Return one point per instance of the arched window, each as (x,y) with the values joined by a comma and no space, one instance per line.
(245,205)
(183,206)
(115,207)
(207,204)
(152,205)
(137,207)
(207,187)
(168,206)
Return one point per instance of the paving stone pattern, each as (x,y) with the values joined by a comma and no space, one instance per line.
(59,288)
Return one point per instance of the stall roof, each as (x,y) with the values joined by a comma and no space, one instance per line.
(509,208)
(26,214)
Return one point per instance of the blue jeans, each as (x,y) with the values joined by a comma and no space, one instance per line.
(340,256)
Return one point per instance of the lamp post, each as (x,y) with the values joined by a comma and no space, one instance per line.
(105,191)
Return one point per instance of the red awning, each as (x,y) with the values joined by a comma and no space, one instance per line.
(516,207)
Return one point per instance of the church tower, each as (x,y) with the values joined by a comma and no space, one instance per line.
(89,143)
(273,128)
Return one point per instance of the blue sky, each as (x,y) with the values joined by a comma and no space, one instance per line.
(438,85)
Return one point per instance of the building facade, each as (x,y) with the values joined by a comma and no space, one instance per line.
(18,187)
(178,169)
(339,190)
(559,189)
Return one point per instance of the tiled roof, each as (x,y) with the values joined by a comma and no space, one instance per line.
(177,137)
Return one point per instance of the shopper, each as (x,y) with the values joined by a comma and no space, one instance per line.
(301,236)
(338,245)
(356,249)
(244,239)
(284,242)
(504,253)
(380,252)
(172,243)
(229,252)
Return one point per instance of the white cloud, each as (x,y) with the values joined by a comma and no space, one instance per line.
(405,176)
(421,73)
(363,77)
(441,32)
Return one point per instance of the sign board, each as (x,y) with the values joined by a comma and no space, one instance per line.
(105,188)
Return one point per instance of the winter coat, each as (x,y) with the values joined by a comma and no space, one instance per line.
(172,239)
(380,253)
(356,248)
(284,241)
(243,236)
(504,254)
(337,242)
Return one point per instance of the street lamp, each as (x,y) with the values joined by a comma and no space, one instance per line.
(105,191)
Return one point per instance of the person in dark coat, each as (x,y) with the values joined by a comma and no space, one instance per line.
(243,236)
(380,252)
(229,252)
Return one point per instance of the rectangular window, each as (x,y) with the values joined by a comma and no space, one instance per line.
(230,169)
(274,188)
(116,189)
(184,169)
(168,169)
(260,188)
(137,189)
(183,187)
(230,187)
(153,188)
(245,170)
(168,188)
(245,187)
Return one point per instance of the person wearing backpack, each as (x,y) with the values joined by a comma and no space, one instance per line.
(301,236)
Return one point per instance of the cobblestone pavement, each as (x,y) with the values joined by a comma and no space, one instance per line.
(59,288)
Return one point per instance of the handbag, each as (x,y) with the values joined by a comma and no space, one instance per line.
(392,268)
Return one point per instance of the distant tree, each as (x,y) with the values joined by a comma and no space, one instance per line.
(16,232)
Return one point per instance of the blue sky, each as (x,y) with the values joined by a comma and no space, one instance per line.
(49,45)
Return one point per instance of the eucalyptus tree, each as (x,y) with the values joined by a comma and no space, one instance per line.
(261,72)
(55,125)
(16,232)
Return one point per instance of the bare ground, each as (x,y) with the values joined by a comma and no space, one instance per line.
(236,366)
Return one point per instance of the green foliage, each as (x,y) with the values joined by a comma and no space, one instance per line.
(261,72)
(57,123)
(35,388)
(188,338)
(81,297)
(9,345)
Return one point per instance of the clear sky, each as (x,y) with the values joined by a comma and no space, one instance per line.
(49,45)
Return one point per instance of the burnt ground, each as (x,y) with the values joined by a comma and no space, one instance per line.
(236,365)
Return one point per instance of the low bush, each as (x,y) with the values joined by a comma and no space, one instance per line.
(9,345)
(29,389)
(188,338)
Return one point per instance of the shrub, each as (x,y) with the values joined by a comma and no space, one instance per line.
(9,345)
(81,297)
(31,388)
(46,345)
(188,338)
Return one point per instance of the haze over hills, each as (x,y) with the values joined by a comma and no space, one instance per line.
* * *
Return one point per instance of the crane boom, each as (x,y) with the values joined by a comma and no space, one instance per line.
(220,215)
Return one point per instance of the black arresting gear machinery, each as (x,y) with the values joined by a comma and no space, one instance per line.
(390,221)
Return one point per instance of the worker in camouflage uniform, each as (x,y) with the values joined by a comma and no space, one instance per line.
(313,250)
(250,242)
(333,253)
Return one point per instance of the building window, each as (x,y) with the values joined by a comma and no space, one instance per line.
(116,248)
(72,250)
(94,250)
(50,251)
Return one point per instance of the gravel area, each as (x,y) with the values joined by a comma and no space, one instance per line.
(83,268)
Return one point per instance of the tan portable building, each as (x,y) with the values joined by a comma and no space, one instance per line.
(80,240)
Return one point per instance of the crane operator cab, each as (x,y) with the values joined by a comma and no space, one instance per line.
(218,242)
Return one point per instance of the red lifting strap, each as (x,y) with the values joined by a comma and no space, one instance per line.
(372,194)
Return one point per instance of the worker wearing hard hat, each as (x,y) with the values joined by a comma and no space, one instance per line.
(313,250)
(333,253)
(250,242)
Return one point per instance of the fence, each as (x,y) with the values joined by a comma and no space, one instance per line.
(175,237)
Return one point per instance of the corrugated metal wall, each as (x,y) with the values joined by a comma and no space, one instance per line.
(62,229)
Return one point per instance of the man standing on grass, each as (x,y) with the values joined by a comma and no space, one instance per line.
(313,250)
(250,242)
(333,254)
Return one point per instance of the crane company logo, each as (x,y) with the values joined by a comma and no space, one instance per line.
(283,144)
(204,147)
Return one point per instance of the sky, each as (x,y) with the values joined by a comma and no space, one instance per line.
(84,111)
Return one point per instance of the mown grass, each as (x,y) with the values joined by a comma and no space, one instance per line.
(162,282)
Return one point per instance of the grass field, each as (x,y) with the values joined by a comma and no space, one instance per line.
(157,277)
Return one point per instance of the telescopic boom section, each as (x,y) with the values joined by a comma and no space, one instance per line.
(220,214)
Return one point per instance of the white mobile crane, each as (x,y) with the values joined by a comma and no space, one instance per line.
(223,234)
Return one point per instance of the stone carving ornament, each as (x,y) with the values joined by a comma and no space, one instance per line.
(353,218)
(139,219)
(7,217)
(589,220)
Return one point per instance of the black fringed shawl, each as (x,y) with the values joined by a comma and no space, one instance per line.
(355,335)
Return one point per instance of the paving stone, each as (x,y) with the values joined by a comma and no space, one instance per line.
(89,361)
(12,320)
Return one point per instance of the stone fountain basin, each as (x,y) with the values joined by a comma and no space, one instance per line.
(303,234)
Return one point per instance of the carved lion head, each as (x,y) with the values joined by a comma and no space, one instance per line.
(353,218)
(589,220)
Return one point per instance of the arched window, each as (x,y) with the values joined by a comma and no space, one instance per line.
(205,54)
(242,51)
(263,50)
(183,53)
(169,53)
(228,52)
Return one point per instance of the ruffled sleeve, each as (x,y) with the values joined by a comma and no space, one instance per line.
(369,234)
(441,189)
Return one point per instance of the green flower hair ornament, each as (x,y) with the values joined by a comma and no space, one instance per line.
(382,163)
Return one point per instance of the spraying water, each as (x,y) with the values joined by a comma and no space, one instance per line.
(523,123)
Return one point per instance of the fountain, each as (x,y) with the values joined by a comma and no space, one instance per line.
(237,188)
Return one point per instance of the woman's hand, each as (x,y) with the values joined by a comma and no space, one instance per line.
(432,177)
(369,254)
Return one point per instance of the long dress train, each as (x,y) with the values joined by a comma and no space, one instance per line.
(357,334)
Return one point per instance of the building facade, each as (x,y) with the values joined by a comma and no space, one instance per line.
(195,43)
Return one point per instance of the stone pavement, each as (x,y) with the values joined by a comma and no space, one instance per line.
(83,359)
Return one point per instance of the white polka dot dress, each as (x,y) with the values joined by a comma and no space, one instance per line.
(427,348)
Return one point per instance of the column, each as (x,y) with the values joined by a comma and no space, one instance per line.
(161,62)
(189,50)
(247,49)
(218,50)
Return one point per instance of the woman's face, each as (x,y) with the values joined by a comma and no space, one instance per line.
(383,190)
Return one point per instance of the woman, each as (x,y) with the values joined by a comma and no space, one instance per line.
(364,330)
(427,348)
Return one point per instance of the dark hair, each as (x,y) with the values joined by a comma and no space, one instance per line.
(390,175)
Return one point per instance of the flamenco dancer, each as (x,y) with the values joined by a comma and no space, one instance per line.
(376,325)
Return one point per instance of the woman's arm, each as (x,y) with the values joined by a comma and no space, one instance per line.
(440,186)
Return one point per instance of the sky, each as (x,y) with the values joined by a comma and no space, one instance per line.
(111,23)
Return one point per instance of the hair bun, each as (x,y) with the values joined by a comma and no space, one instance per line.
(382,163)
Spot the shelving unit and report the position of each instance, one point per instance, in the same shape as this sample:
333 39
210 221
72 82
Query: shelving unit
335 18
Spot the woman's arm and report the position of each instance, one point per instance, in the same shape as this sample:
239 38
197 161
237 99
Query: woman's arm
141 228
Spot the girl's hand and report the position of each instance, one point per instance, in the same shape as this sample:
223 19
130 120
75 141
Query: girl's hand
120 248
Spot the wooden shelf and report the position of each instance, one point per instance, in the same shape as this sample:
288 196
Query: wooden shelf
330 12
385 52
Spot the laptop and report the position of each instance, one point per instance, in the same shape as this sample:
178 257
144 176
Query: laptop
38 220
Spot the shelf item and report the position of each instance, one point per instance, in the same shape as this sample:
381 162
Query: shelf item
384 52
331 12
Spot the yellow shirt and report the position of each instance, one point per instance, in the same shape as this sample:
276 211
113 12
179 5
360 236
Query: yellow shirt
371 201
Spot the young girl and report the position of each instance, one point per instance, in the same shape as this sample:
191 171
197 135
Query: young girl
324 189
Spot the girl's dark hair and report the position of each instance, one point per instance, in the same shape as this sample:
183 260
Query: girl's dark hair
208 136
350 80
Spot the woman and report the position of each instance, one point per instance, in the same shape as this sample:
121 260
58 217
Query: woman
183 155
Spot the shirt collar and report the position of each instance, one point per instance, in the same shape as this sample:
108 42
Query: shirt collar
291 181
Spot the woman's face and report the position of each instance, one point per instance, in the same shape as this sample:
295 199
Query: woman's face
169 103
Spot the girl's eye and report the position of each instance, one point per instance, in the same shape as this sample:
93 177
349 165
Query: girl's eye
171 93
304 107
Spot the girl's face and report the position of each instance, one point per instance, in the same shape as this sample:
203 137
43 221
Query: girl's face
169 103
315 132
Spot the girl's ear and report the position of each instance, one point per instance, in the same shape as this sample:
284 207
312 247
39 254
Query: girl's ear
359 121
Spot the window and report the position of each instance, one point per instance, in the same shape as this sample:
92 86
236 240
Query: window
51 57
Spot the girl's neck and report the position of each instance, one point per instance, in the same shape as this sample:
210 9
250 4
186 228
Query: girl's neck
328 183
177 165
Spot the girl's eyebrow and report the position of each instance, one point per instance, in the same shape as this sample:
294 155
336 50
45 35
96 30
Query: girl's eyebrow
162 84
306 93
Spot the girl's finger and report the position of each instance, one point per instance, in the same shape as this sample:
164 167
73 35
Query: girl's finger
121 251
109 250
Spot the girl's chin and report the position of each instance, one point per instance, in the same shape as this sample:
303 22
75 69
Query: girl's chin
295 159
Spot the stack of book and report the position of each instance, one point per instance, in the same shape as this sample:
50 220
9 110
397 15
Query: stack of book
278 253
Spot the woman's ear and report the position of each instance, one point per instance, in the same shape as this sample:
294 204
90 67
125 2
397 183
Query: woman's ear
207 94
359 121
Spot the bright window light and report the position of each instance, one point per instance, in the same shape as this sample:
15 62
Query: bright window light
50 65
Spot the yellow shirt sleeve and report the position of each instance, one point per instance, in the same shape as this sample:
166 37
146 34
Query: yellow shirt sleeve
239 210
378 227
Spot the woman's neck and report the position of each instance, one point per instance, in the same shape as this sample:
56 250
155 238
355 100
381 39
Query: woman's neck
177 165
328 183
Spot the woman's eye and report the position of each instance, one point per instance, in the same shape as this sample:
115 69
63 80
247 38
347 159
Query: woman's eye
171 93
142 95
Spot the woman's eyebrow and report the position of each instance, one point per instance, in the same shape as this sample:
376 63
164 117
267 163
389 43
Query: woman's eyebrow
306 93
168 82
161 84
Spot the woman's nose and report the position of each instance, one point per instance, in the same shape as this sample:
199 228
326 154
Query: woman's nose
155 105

[Task statement]
All lines in the listing above between the line with "Spot the girl's hand" and the line with "Spot the shirt", inclusive, should be set down exactly, and no line outside that range.

[Result for this exercise]
Spot the girl's hand and report the position of each instance, one point per instance, in the same shape as this sample:
223 19
130 120
75 141
Query: girl's hand
120 248
Spot the wooden shelf and report the position of each instance, one point per instance, in the same shape as this sample:
288 196
Query: wooden shelf
330 12
385 52
Spot the laptop and report the position of each instance, one point per instance, in the same shape as this sample:
178 257
144 176
Query: laptop
38 220
Spot the shelf item and report the position of each instance, one point per instance, in the same shape as this sample:
381 162
Query: shelf item
384 52
331 12
Spot the yellow shirt and report the position of each instance, one point per instance, in the same shape as this sample:
276 211
113 12
179 5
360 236
Query: yellow shirt
371 201
Spot the young girl and report the position of each instance, one point per instance, in the same shape as this sample:
191 171
197 135
Query: young girl
324 189
Spot the girl's dark hair and report the position of each instance, one point per instance, in the same shape as this sample:
183 260
Query: girl's dark hair
208 136
350 80
Spot the woman and report the position of each instance, one point per instance, in the same shape as this sample:
121 260
58 217
Query: woman
183 155
Spot the shirt collar and report the position of each instance, one point per instance, in the same shape as this sample:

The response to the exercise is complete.